WHAT TO WORK ON — Records appear below. Give all of them again, exactly.

DATA —
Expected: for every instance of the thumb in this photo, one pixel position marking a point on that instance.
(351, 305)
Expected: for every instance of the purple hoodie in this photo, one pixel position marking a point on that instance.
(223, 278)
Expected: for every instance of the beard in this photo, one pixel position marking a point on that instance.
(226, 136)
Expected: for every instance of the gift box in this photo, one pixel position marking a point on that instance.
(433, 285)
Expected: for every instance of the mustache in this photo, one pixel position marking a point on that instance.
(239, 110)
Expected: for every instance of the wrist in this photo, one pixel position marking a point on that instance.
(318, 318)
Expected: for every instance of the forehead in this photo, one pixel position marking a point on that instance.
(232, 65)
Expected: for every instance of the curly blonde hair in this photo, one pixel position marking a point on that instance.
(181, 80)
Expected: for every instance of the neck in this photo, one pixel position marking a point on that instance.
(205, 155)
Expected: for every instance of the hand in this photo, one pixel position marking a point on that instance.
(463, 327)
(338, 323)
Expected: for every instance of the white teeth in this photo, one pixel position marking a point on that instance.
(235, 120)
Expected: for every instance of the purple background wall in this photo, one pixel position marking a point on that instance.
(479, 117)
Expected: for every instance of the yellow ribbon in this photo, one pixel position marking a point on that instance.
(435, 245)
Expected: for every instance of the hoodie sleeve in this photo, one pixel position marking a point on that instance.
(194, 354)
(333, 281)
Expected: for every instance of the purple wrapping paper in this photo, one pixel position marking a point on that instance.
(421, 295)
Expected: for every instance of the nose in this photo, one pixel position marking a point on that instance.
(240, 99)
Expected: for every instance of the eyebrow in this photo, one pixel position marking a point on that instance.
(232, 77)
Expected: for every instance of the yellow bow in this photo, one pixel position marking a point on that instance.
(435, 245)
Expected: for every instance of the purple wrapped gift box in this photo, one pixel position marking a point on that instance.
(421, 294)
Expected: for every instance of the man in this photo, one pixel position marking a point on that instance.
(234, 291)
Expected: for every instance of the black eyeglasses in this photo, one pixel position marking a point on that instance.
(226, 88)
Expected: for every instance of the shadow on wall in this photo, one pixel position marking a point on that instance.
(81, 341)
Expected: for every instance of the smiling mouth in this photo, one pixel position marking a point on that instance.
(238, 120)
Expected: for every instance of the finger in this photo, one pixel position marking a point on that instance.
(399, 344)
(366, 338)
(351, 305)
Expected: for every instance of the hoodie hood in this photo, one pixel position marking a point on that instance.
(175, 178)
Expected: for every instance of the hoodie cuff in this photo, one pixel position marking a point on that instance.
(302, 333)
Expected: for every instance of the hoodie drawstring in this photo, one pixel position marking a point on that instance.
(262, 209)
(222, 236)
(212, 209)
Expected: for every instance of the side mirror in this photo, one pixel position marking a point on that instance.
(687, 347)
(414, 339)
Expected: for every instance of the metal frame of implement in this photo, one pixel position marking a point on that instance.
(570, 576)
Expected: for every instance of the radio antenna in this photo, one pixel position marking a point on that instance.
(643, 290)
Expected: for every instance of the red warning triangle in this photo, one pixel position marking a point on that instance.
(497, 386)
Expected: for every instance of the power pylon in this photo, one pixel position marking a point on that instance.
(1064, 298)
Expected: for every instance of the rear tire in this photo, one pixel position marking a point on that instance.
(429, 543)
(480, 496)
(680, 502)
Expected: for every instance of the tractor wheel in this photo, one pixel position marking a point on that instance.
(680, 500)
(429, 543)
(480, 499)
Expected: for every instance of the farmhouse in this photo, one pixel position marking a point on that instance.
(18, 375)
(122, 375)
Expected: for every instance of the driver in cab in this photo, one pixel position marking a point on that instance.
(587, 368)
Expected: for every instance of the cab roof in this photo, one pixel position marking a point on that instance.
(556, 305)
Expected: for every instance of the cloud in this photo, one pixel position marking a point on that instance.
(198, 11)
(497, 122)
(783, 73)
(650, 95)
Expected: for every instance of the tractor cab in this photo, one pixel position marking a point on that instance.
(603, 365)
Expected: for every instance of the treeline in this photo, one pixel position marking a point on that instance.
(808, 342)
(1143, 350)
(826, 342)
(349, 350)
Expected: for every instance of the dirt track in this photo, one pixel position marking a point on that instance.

WRITTEN REPLY —
Expected: for every instance of the thumb in this photo, one pixel position marking a point on that instance.
(351, 305)
Expected: for every instance of the purple hoodie in this photo, one pixel position marking a point on that instance.
(223, 278)
Expected: for every instance of the beard in this photo, one pixel position marking a point on that instance.
(226, 136)
Expected: for every instance of the gift box in this photo, one pixel position marking a point on that instance.
(433, 285)
Expected: for every instance of the mustache in this photo, one pixel position marking a point on that instance.
(239, 110)
Expected: for every instance of the wrist in this photo, one pixel position marking a point on that instance.
(318, 318)
Expected: for every instance of the forehead in this photo, one pixel position marking a point on that instance.
(232, 65)
Expected: for every instance of the curly blonde hair in this photo, one pixel position marking a point on that instance.
(181, 80)
Expected: for every instance of the neck in this photo, one pixel position marking a point on that instance.
(205, 155)
Expected: for every instance of the hand in this photo, one pixel position marking a point on that instance.
(463, 327)
(338, 323)
Expected: for every instance of the white teeth in this photo, one pixel position marking a point on that instance.
(235, 120)
Expected: for every instance of the purple background wall in this photo, one pixel position marking a point on that instance.
(479, 117)
Expected: for every instance of the yellow ribbon in this photo, one pixel position marking a point on that instance.
(435, 245)
Expected: for every instance of the hoodie sleeve in this photo, one pixel position marking a point on that instance.
(194, 354)
(333, 281)
Expected: for every instance of the purple wrapping paper in this photo, one pixel position marking a point on that instance.
(421, 295)
Expected: for every instance of the nose in this photo, one pixel position marking a point on that instance.
(240, 99)
Expected: for every instance of the eyebrow in this photo, one pixel position marking a point on that instance.
(232, 77)
Expected: for every instance of the yellow bow in this photo, one pixel position marking a point on that instance.
(435, 245)
Expected: for every instance of the purple wrapped gift box in this photo, one pixel position marking a point on that instance.
(421, 294)
Expected: for every instance of the man in this photo, one pixel position marking a point on that instance.
(234, 291)
Expected: for every instance of the black eyeglasses in this photo, one pixel position marking a point on that instance.
(226, 88)
Expected: for every instance of the shadow on wall in this photo, one pixel position marking a point on that instance.
(81, 341)
Expected: for every instance of the smiling mouth in this photo, one pixel position marking a point on that instance.
(238, 120)
Expected: for every instance of the finger in this photo, one pixel position marking a point on that instance.
(399, 344)
(366, 338)
(351, 305)
Expected: for every instance of the hoodie hood in this photo, one pixel position marking a point on that instance.
(175, 178)
Expected: for every instance of the hoodie cuff in this photo, one pixel position marking a point on that instance.
(302, 333)
Expected: for every instance of the hoodie drawstring in this photo, one pixel position marking a point on that instance.
(262, 209)
(222, 236)
(212, 209)
Expected: for every instance of the side mirror in this photo, one pixel position marking a point on that instance.
(687, 347)
(414, 339)
Expected: for every instance of the metal frame of implement in this photo, one pixel position marking a point on that instance.
(570, 576)
Expected: for every instance of the radio antenna in this photo, one pixel position marking a point on that instance.
(643, 290)
Expected: for every instance of the red warning triangle in this photo, one pixel position marking a point on that instance.
(497, 386)
Expected: for every instance of the power pylon in this photo, one pixel position marking a point on that instance.
(1064, 298)
Expected: for every instance of the rear tire in this photo, one pixel position marking a point on that instance.
(429, 543)
(480, 496)
(680, 502)
Expected: for every instance of the tractor wheel in this photo, one pixel position marking a point on that instance.
(680, 500)
(429, 543)
(480, 499)
Expected: for every instance of the farmhouse in this photo, one pixel position marking a point on that instance.
(18, 375)
(122, 375)
Expected: for every instance of the driver in cab in this photo, one pixel position marking a point on that instance.
(587, 368)
Expected: for every instance of the cab roof in this photo, one pixel position marking a point on that instance.
(556, 305)
Expected: for every instance of the cloud in this photo, one pixel position marking a point on that instance.
(198, 11)
(497, 122)
(783, 73)
(650, 95)
Expected: for every instance of the tractor cab in this photo, one pixel position marking a point on that instance.
(603, 365)
Expected: for every instance of the treeline in this photo, one pixel position marking a point on that instance.
(808, 342)
(1143, 350)
(826, 342)
(349, 350)
Expected: for every instance of the dirt track in this photo, one pixel position marking a point on that instance.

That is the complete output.